# Exercise:
Below is a set of records; print all of them exactly as written.

** start **

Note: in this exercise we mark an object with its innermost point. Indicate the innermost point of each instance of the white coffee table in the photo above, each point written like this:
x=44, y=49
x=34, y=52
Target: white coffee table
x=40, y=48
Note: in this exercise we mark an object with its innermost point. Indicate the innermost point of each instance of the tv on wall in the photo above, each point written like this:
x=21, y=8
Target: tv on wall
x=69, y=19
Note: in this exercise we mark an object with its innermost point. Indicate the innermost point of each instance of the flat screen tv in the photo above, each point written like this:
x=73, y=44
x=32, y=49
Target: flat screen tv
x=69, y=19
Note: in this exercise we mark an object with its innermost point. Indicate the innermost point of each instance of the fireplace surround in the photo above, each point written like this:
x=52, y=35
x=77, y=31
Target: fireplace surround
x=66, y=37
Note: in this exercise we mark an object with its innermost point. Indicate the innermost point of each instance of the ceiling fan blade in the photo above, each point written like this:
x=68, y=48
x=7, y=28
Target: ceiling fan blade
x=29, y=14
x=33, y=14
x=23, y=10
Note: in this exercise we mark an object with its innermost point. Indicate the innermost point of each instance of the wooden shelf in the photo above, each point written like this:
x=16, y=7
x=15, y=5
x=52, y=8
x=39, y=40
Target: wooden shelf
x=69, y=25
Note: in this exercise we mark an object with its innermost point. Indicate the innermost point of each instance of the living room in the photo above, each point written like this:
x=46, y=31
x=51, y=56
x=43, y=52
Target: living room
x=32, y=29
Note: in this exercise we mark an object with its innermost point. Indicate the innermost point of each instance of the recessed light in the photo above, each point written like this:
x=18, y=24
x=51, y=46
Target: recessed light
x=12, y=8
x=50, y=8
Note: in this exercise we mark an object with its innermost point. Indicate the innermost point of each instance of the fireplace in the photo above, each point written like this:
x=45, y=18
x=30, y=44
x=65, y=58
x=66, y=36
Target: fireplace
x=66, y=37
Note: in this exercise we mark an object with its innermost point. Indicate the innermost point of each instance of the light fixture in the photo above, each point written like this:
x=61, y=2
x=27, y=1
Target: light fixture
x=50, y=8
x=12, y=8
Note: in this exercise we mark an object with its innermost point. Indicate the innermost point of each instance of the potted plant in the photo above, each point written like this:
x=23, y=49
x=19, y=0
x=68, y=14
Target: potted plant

** end **

# Exercise result:
Note: in this exercise we mark an object with its innermost point. Indicate the innermost point of each instance of the white coffee table in the photo above, each point written like this:
x=44, y=49
x=34, y=52
Target: white coffee table
x=40, y=48
Note: in this exercise we mark an object with its innermost point. Indicate the innermost point of each instance of the tv on wall in the photo above, each point written like this:
x=21, y=8
Target: tv on wall
x=69, y=19
Note: in this exercise we mark an object with its innermost point. Indicate the innermost point of each instance of the flat screen tv in the photo above, each point written like this:
x=73, y=44
x=32, y=49
Target: flat screen tv
x=69, y=19
Note: in this exercise we mark an object with its innermost point. Indicate the innermost point of each instance of the fireplace surround in the photo above, each point written like this:
x=52, y=35
x=77, y=31
Target: fireplace surround
x=66, y=37
Note: in this exercise we mark an object with its innermost point. Indicate the innermost point of each instance of the ceiling fan blade in the photo above, each point written like this:
x=68, y=48
x=7, y=28
Target: ceiling fan blade
x=29, y=14
x=33, y=14
x=23, y=10
Note: in this exercise we mark an object with its innermost point. Indicate the innermost point of each instance of the wooden shelf in the photo above, each point written like this:
x=16, y=7
x=15, y=5
x=52, y=8
x=39, y=40
Target: wooden shelf
x=69, y=25
Note: in this exercise we mark an object with its innermost point. Indicate the innermost point of each instance of the living room in the photo above, each point written like this:
x=46, y=31
x=51, y=56
x=43, y=52
Target: living room
x=32, y=29
Note: in this exercise we mark an object with its innermost point. Indicate the innermost point of each instance of the recessed light in the photo above, each point written like this:
x=18, y=24
x=51, y=46
Target: recessed light
x=12, y=8
x=50, y=8
Note: in this exercise we mark an object with its innermost point. Indicate the innermost point of each instance of the fireplace in the photo above, each point written like this:
x=45, y=18
x=30, y=44
x=65, y=58
x=66, y=36
Target: fireplace
x=66, y=37
Note: in this exercise we mark an object with its innermost point. Indicate the innermost point of each instance of the light fixture in the photo above, each point written like this:
x=61, y=2
x=27, y=1
Target: light fixture
x=50, y=8
x=12, y=8
Note: in this exercise we mark an object with its innermost point. Indicate the innermost point of each instance of the potted plant in the photo above, each point written like this:
x=23, y=49
x=19, y=0
x=68, y=14
Target: potted plant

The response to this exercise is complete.